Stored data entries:
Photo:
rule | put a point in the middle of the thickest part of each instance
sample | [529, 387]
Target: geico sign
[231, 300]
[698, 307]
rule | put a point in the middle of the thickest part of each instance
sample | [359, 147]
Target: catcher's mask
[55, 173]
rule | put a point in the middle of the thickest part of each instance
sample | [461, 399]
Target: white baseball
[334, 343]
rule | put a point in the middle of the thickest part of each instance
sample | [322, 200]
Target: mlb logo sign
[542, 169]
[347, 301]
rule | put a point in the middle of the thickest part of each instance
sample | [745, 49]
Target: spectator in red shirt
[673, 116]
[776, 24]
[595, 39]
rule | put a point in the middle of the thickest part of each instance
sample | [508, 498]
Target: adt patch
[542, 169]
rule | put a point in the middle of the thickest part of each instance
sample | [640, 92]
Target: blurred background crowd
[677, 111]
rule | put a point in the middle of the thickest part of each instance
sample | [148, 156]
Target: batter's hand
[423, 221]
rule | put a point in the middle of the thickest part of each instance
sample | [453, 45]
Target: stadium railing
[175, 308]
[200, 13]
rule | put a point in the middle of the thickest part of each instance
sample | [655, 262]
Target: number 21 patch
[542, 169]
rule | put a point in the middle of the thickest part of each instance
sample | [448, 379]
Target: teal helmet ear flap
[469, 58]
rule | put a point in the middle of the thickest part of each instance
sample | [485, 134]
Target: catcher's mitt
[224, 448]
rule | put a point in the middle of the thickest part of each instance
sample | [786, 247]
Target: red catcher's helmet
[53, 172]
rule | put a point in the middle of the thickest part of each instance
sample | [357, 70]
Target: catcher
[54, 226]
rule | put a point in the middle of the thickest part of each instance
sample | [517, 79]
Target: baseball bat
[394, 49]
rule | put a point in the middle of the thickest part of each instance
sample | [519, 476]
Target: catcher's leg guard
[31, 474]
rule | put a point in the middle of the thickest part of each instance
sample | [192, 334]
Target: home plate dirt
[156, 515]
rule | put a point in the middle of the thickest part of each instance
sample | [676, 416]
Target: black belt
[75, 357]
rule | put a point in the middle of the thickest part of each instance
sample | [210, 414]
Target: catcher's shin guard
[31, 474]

**Exercise objective**
Beginning with the first line and ending with the last, restate the data word for word.

**Your solution**
Photo:
rule | put a point in the middle of the thickest part of each instance
sample | [529, 387]
Target: geico sign
[231, 300]
[698, 307]
rule | put a point in the middle of the thickest part of each instance
sample | [359, 147]
Target: catcher's mask
[55, 173]
rule | put a point in the middle of the thickest part of each instance
sample | [461, 399]
Target: white baseball
[334, 343]
rule | put a point in the middle of the thickest part of each instance
sample | [322, 200]
Target: mlb logo sign
[542, 169]
[347, 301]
rule | put a point in the middle of the thickest part of each instance
sample | [745, 49]
Target: spectator in red shirt
[673, 116]
[776, 24]
[595, 39]
rule | put a point in the middle of the thickest part of each instance
sample | [508, 498]
Target: adt patch
[542, 169]
rule | put a point in the middle of the thickest part of each instance
sample | [640, 92]
Target: blurred background crowd
[677, 111]
rule | put a point in the middle of the thickest part of each instance
sample | [148, 156]
Target: batter's hand
[423, 221]
rule | put a point in the middle of the thickest part of each instance
sample | [453, 45]
Target: stadium railing
[175, 308]
[200, 13]
rule | put a point in the middle of the thickest part of each instance
sample | [655, 262]
Target: number 21 patch
[542, 169]
rule | put a point in the middle of the thickest part of each instance
sample | [448, 379]
Target: teal helmet ear flap
[469, 58]
rule | put a point in the middle of the thickest part of each instance
sample | [485, 134]
Target: catcher's mitt
[224, 448]
rule | put a point in the middle of the thickest part of each instance
sample | [786, 247]
Target: red catcher's helmet
[53, 172]
rule | put a point in the middle of the thickest part of each instance
sample | [357, 70]
Target: catcher
[54, 226]
rule | put a point in the middle of the thickest part of each instance
sample | [517, 79]
Target: baseball bat
[394, 49]
rule | put a point in the middle of the thickest part of each instance
sample | [519, 476]
Target: catcher's leg guard
[31, 474]
rule | put a point in the middle of the thickest part of each instance
sample | [192, 334]
Target: home plate dirt
[156, 515]
rule | put a point in the middle of the thickest part of each instance
sample | [676, 416]
Target: black belt
[75, 357]
rule | put a point in the middle of the thickest part of each instance
sample | [210, 414]
Target: catcher's shin guard
[31, 474]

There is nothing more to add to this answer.